- **Excerpt provided**:

He enumerates the problems: a ruinous economy, imports running at 95 per cent, exports at 5 per cent or less; "the highest jobless rate in south-east Europe", unofficially said to be around 70 per cent. "We have a very frustrated youth. More than 60 per cent of the population is under 25, yearly we have a small army of young people who are frustrated, who don't see their own future. And the first and last condition is to get the rule of law: there is no rule of law in Kosovo. We need Europe's best prosecutors and judges to put some very problematic people in jail. Because as long as they will have a say in this country there is a big question mark over Kosovo."
But question marks, along with auto graveyards, unfinished new buildings and young people, are among the things that Kosovo has in abundance. A constitution? A flag? A political system? All these must emerge from the present limbo. And fast.
With a population that is 90 per cent ethnic Albanian, this province in southern Serbia is the site of a long-running dispute between the nominal Serbian government and the region's Albanian residents. These tensions culminated in the 1999 conflict, when Serbia was bombed by Nato after launching a campaign of ethnic cleansing driving a million people out of Kosovo and killing 12,000. Although Kosovo remained a part of Serbia when the fighting stopped, Serbian governance in the province became virtually non-existent, and the region was placed under UN administration. A framework was set up under which the region would be controlled by the United Nations Mission in Kosovo (Unmik), and local Provisional Institutions of Self-Government, with Nato forces maintaining the ceasefire.
This state of limbo has remained for over eight years. In this temporary world more than two thirds of Kosovans are unemployed, the economy relies almost entirely on international handouts and the blame is passed regularly from local politicians to Unmik or Nato, and back again.
Tensions, in a province with the highest proportion of people under 25 in Europe, periodically spill over into violence and a decision on its final status is thought by most observers to be long overdue.

- **Collected material**:
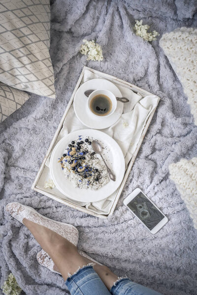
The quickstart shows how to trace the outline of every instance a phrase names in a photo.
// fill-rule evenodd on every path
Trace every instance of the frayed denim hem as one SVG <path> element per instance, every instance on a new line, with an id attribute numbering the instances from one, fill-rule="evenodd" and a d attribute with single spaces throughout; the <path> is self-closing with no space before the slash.
<path id="1" fill-rule="evenodd" d="M 73 274 L 71 274 L 71 273 L 70 273 L 69 272 L 68 272 L 68 278 L 72 278 L 73 276 L 77 274 L 80 270 L 81 270 L 82 269 L 83 269 L 84 268 L 86 268 L 87 267 L 88 267 L 89 266 L 91 266 L 93 267 L 95 265 L 95 264 L 96 264 L 95 263 L 89 263 L 88 265 L 87 265 L 87 266 L 83 266 L 82 267 L 80 267 L 80 266 L 79 266 L 78 269 L 77 269 L 76 270 L 76 271 L 73 273 Z"/>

- **Task list**:
1. Please copy the Kosovo text starting at "But question marks, along" and ending at "limbo. And fast.", and replace "limbo" with "uncertainty".
2. Translate this sentence from the Kosovo text into Spanish: "This state of limbo has remained for over eight years."
The lines are separate from the Kosovo text and have no connection to it.

- **The solutions**:
1.
But question marks, along with auto graveyards, unfinished new buildings and young people, are among the things that Kosovo has in abundance. A constitution? A flag? A political system? All these must emerge from the present uncertainty. And fast.

2. Este estado de limbo se ha prolongado durante más de ocho años.